Exercise requirements:
Reproduce all of the material below, changing each occurrence of "simplified polygon" to "approximate polygon" and leaving every other character as it stands.

++++++

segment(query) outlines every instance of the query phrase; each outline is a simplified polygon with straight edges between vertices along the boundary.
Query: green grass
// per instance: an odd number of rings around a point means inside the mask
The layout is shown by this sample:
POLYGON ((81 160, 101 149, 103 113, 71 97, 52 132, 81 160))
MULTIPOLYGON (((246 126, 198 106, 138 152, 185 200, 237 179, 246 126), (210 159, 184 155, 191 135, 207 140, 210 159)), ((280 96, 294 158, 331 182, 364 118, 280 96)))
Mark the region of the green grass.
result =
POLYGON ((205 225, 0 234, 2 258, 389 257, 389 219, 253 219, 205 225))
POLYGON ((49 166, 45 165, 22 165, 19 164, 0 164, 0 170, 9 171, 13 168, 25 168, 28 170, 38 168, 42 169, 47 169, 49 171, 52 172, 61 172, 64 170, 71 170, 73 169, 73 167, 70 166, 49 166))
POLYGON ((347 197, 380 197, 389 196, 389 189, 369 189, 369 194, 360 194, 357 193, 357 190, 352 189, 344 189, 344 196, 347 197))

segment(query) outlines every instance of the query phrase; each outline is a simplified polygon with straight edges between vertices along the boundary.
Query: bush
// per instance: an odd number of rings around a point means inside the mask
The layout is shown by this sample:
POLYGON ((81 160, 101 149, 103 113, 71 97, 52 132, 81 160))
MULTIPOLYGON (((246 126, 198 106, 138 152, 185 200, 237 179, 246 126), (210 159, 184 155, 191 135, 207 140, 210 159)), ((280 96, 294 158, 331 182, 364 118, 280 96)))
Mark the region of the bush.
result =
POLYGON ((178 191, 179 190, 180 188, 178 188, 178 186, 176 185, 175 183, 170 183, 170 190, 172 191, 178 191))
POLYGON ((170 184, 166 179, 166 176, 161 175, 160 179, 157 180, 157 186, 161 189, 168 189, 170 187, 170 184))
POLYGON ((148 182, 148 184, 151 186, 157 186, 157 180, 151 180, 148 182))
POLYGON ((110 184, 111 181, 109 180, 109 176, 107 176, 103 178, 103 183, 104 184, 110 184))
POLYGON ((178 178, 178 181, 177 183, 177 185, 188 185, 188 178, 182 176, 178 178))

++++++

Full output:
segment(query) outlines every instance of the query phrase; each outline is a approximate polygon with straight edges between vertices along the boundary.
Query: green grass
// per instance: an odd number of rings around a point means inside the mask
The layout is shown by this sample:
POLYGON ((81 160, 101 149, 103 113, 71 97, 52 132, 81 160))
MULTIPOLYGON (((246 126, 198 106, 138 152, 185 200, 237 179, 246 126), (210 159, 184 155, 191 135, 207 140, 210 159)), ((280 96, 294 158, 331 182, 364 118, 280 96)))
Mark the region of the green grass.
result =
POLYGON ((205 225, 0 234, 2 258, 389 257, 389 219, 253 219, 205 225))
POLYGON ((49 166, 45 165, 22 165, 19 164, 0 164, 0 170, 9 171, 13 168, 25 168, 28 170, 38 168, 42 169, 47 169, 49 171, 52 172, 61 172, 64 170, 71 170, 73 169, 73 167, 70 166, 49 166))
POLYGON ((347 197, 380 197, 389 196, 389 189, 369 189, 369 194, 360 194, 357 193, 357 190, 352 189, 344 189, 344 196, 347 197))

segment(query) outlines every instance of the query phrase; each outline is a approximate polygon with straight edges between vertices along the boundary.
Query: bush
// per instance: an odd number of rings around a point means inside the mask
The layout is shown by this sample:
POLYGON ((81 160, 101 149, 103 113, 71 97, 52 132, 81 160))
MULTIPOLYGON (((246 126, 198 106, 138 152, 185 200, 237 179, 246 126), (210 159, 184 155, 191 135, 207 140, 210 159)), ((280 96, 294 158, 331 182, 364 118, 280 96)))
Mark the region of the bush.
result =
POLYGON ((178 191, 179 190, 180 188, 178 188, 178 186, 176 185, 175 183, 170 183, 170 190, 172 191, 178 191))
POLYGON ((170 184, 166 179, 166 176, 161 175, 160 179, 157 180, 157 186, 161 189, 168 189, 170 187, 170 184))
POLYGON ((148 182, 148 184, 151 186, 157 186, 157 180, 151 180, 148 182))
POLYGON ((110 184, 111 181, 109 180, 109 176, 107 176, 103 178, 103 183, 104 184, 110 184))
POLYGON ((178 178, 178 181, 177 183, 177 185, 188 185, 188 178, 182 176, 178 178))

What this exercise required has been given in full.